[Отрывок для чтения]
Художественного осмысления Кимр первые документы, дошедшие до нас — грамоты и акты — не предполагали, однако при формировании образа места они играют немаловажную роль — в них появляются «постоянные» темы (обувное дело, ярмарки и др.), связанные с кимрским краем, имеющие большое значение для самосознания кимряков и не теряющие актуальности на протяжении веков.
Следующий документ также связан с Иваном Грозным — грамота от 4 июля 1549 г., выданная Грише Оникееву в Дмитров [2]. Гриша Оникеев обязан помогать кимрским и дмитровским таможенникам собирать дань с неплательщиков — эти деньги должны доставаться таможенникам, а вырученное за протаможье (пошлина за неявку товаров на таможню) — делиться: рубль таможенникам, рубль — царю.
Содержание грамоты указывает на размах торговли в Кимрах и Дмитрове (в противном случае неплательщики едва ли обратили бы на себя внимание царя), а также на относительное богатство села.
В приведённом отрывке обращает на себя внимание слово «кимряне» — именно так называли жителей Кимр в тот период («кимрянин»-«кимрянка»-«кимряне»). В «Петре I» А. Н. Толстой ближе к концу книги вводит героиню — бабу-кимрянку Домну Вахрамееву [3]; наименование «баба-кимрянка» было отдельно отмечено местными краеведами [4]. В скором времени «кимряне» уступят «кимрякам» («кимряк»-«кимрячка»-«кимряки»), последнее определение бытует с XIX века. Оба варианта употребляются и сейчас. Исчезновению слова «кимряне» препятствуют краевед В. И. Коркунов [5], художник К. Пак [6]; в недавнем эфире на телеканале «ОТР» жителей Кимр также назвали «кимрянами»[7].

[Предоставленный список]
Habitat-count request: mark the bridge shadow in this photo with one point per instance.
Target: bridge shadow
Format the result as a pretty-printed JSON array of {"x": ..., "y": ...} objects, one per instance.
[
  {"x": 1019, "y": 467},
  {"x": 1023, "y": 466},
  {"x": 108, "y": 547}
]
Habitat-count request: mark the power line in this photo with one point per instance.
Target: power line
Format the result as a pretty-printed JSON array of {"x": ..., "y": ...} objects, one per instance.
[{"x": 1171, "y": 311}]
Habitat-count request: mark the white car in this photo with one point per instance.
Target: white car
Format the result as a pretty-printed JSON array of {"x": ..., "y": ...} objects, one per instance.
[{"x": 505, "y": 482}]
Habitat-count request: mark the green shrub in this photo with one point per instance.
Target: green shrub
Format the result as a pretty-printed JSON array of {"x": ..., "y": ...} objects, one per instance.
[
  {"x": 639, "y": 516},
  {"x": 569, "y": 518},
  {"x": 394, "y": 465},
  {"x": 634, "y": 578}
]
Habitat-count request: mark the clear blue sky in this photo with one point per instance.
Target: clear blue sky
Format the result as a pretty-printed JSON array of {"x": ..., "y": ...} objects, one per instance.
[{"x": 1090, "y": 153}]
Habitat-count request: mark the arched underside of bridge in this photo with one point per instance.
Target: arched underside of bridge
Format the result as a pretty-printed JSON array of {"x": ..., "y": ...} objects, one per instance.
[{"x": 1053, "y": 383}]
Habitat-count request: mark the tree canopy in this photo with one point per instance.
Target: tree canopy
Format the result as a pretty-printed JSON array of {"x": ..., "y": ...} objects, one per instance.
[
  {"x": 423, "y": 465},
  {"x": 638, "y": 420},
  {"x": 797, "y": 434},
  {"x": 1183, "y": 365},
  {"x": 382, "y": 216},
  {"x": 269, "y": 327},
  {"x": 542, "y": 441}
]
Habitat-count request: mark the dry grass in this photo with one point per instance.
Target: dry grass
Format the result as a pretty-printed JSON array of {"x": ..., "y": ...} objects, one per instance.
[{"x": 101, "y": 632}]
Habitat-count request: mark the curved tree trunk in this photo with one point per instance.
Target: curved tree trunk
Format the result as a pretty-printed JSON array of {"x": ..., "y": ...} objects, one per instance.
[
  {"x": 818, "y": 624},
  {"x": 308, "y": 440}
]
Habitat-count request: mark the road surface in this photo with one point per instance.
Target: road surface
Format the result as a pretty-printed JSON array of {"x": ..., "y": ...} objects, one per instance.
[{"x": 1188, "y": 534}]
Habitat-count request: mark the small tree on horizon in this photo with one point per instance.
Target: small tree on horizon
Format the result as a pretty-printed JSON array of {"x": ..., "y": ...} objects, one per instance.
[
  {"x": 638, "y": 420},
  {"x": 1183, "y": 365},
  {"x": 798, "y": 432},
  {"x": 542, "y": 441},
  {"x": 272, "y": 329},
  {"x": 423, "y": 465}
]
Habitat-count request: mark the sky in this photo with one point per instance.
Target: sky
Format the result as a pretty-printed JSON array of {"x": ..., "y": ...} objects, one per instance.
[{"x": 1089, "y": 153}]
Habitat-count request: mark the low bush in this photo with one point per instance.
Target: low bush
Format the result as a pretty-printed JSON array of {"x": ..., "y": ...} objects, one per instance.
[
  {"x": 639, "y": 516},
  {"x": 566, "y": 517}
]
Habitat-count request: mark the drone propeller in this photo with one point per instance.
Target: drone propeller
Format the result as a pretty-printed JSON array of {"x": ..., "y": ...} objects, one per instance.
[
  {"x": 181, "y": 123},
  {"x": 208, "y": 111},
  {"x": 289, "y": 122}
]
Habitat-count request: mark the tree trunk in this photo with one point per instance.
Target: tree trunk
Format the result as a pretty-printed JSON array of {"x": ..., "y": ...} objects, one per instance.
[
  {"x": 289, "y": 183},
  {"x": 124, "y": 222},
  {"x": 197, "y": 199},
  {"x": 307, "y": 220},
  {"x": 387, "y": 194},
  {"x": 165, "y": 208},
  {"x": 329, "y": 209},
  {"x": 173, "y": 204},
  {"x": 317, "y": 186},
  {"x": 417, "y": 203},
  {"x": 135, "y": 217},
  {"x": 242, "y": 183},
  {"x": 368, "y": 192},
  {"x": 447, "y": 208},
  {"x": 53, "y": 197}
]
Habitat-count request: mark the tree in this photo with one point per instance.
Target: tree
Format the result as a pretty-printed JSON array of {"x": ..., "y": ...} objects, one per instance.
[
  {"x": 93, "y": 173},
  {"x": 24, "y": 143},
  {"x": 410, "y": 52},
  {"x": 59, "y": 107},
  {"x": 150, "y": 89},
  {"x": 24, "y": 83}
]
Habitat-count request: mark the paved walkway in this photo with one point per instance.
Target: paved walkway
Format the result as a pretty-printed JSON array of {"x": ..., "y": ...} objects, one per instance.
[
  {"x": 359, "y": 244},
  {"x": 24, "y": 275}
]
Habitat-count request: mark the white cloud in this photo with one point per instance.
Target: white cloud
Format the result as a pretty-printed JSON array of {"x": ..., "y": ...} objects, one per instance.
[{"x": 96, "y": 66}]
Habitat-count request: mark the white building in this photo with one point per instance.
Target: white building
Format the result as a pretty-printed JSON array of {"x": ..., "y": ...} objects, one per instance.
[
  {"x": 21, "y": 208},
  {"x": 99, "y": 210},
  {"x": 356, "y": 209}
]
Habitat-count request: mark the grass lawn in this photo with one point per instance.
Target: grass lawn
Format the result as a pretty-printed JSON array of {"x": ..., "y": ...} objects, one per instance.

[Что сделать]
A. С какого века, согласно отрывку о Кимрах, бытует слово «кимряки»?
B. Выпишите из отрывка дословно фрагмент, начиная со слов «Следующий документ также» и заканчивая словами «относительное богатство села.».
Опирайтесь только на отрывок.

[Ответы к заданиям]
A. С XIX века.

B.
Следующий документ также связан с Иваном Грозным — грамота от 4 июля 1549 г., выданная Грише Оникееву в Дмитров [2]. Гриша Оникеев обязан помогать кимрским и дмитровским таможенникам собирать дань с неплательщиков — эти деньги должны доставаться таможенникам, а вырученное за протаможье (пошлина за неявку товаров на таможню) — делиться: рубль таможенникам, рубль — царю.
Содержание грамоты указывает на размах торговли в Кимрах и Дмитрове (в противном случае неплательщики едва ли обратили бы на себя внимание царя), а также на относительное богатство села.